Work instructions: Repeat every record exactly, omitting the pictures.

Dataset items:

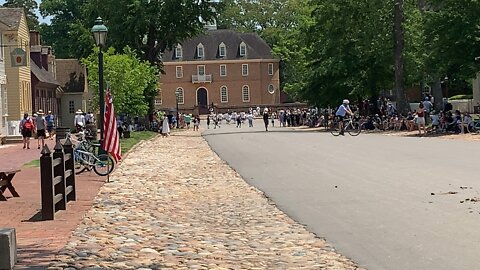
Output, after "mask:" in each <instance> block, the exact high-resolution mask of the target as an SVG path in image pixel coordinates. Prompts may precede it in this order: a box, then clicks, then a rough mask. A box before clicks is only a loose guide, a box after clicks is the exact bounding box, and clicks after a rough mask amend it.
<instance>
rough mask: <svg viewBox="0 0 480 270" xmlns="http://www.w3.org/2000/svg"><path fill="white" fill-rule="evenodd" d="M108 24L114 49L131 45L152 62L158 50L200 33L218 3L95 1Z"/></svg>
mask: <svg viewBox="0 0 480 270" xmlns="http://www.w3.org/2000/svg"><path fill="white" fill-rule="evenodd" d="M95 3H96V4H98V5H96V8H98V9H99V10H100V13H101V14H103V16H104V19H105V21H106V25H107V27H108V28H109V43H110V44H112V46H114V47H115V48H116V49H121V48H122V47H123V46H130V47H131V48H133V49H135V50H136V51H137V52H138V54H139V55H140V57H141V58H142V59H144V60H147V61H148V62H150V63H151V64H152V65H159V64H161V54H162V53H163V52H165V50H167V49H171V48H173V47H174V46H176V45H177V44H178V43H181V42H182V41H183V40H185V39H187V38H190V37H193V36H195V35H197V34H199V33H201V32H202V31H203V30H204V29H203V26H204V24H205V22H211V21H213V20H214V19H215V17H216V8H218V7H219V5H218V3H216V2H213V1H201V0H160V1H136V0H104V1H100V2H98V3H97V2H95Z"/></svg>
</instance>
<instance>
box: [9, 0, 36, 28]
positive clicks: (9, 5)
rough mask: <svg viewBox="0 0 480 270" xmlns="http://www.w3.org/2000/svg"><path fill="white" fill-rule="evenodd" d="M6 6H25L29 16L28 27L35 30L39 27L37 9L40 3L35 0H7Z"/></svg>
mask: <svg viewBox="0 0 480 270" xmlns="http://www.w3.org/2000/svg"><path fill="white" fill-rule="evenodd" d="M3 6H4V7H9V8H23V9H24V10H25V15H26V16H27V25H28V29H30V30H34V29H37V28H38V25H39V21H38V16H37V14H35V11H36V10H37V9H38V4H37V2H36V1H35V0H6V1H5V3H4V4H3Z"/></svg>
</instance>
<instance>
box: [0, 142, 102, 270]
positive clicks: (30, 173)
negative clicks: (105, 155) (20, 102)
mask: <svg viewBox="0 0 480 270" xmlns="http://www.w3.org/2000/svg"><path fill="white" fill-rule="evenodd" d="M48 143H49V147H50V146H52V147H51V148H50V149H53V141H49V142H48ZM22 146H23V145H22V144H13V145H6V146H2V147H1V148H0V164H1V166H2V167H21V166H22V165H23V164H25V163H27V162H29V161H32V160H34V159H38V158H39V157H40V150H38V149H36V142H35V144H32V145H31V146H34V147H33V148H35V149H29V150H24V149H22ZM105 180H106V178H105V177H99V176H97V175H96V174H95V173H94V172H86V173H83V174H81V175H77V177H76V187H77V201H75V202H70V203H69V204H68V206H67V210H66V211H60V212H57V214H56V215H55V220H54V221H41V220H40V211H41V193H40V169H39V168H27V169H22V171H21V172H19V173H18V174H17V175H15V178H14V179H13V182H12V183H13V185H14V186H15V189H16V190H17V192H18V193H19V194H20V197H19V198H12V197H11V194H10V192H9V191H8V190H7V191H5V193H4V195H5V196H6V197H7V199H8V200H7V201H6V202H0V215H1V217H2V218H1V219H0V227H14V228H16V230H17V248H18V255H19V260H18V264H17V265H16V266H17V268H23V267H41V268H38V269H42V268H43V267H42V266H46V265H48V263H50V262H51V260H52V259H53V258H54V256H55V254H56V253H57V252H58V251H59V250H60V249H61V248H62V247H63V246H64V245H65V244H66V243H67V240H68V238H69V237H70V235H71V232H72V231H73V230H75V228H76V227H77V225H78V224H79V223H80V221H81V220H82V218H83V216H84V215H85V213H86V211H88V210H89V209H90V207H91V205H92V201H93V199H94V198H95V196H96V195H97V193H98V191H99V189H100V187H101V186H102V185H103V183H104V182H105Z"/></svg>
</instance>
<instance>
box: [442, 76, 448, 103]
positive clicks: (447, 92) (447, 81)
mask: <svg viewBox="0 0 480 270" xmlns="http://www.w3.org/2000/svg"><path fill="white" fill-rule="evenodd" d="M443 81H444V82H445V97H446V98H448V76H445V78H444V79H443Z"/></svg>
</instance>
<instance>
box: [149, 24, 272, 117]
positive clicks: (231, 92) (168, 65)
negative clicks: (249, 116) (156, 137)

Written answer:
Output, after "mask:" in each <instance> block, the exact high-resolution mask of the target as an SVG path in image pixel coordinates. Prompts may precede it in this order: a box, then clicks, then a rough mask. A box before clicks is only a loose guide, a box after clicks is the exact bounding box, and clicks after a rough mask amend it.
<instance>
rough mask: <svg viewBox="0 0 480 270" xmlns="http://www.w3.org/2000/svg"><path fill="white" fill-rule="evenodd" d="M108 24L114 49L131 45L152 62L158 50L200 33L218 3L95 1Z"/></svg>
mask: <svg viewBox="0 0 480 270" xmlns="http://www.w3.org/2000/svg"><path fill="white" fill-rule="evenodd" d="M95 3H96V4H98V5H96V8H98V9H99V10H100V13H101V14H103V16H104V19H105V21H106V25H107V27H108V28H109V43H110V44H112V46H114V47H115V48H116V49H121V48H122V47H123V46H130V47H131V48H133V49H135V50H136V51H137V52H138V54H139V55H140V57H141V58H142V59H144V60H147V61H148V62H150V63H151V64H152V65H159V64H161V54H162V53H163V52H165V50H167V49H171V48H173V47H174V46H176V45H177V44H178V43H181V42H182V41H183V40H185V39H187V38H190V37H193V36H195V35H197V34H199V33H201V32H202V31H203V30H204V29H203V26H204V24H205V22H211V21H213V20H214V19H215V17H216V8H218V7H219V5H218V3H216V2H213V1H201V0H160V1H136V0H104V1H100V2H98V3H97V2H95Z"/></svg>
</instance>
<instance>
box: [9, 0, 36, 28]
positive clicks: (9, 5)
rough mask: <svg viewBox="0 0 480 270" xmlns="http://www.w3.org/2000/svg"><path fill="white" fill-rule="evenodd" d="M6 6H25L29 16L28 27L35 30L39 27L37 9L40 3L35 0H7Z"/></svg>
mask: <svg viewBox="0 0 480 270" xmlns="http://www.w3.org/2000/svg"><path fill="white" fill-rule="evenodd" d="M3 6H4V7H9V8H23V9H24V10H25V15H26V16H27V25H28V29H30V30H34V29H37V28H38V25H39V21H38V16H37V14H35V11H36V10H37V9H38V4H37V2H36V1H35V0H6V1H5V3H4V4H3Z"/></svg>
</instance>
<instance>
box: [0, 142, 102, 270]
positive clicks: (30, 173)
negative clicks: (105, 155) (20, 102)
mask: <svg viewBox="0 0 480 270" xmlns="http://www.w3.org/2000/svg"><path fill="white" fill-rule="evenodd" d="M48 143H49V147H50V146H52V147H51V148H50V149H53V141H49V142H48ZM22 146H23V145H22V144H13V145H6V146H2V147H1V148H0V164H1V166H2V167H21V166H22V165H23V164H25V163H27V162H29V161H32V160H34V159H38V158H39V157H40V150H38V149H36V142H35V144H32V145H31V146H34V147H33V148H35V149H29V150H24V149H22ZM105 180H106V178H105V177H99V176H97V175H96V174H95V173H94V172H86V173H83V174H81V175H77V177H76V187H77V201H75V202H70V203H69V204H68V206H67V210H66V211H60V212H57V214H56V215H55V220H54V221H41V220H40V211H41V193H40V169H39V168H27V169H22V171H21V172H19V173H18V174H17V175H15V178H14V179H13V182H12V183H13V185H14V186H15V189H16V190H17V192H18V193H19V194H20V197H19V198H12V197H11V194H10V192H9V191H8V190H7V191H5V193H4V195H5V196H6V197H7V199H8V200H7V201H6V202H0V215H1V217H2V218H1V219H0V227H14V228H16V230H17V248H18V255H19V260H18V264H17V265H16V266H17V268H23V267H41V268H38V269H42V268H43V267H42V266H46V265H48V263H50V262H51V260H52V259H53V258H54V256H55V254H56V253H57V252H58V251H59V250H60V249H61V248H62V247H63V246H64V245H65V244H66V243H67V240H68V238H69V237H70V235H71V232H72V231H73V230H75V228H76V227H77V225H78V224H79V223H80V221H81V220H82V218H83V216H84V215H85V213H86V211H88V210H89V209H90V207H91V205H92V201H93V199H94V198H95V196H96V195H97V193H98V191H99V189H100V187H101V186H102V185H103V183H104V182H105Z"/></svg>
</instance>
<instance>
box: [442, 76, 448, 103]
positive clicks: (447, 92) (447, 81)
mask: <svg viewBox="0 0 480 270" xmlns="http://www.w3.org/2000/svg"><path fill="white" fill-rule="evenodd" d="M443 81H444V82H445V97H446V98H448V76H445V78H444V79H443Z"/></svg>
</instance>
<instance>
box: [149, 24, 272, 117]
positive clicks: (231, 92) (168, 65)
negative clicks: (249, 116) (156, 137)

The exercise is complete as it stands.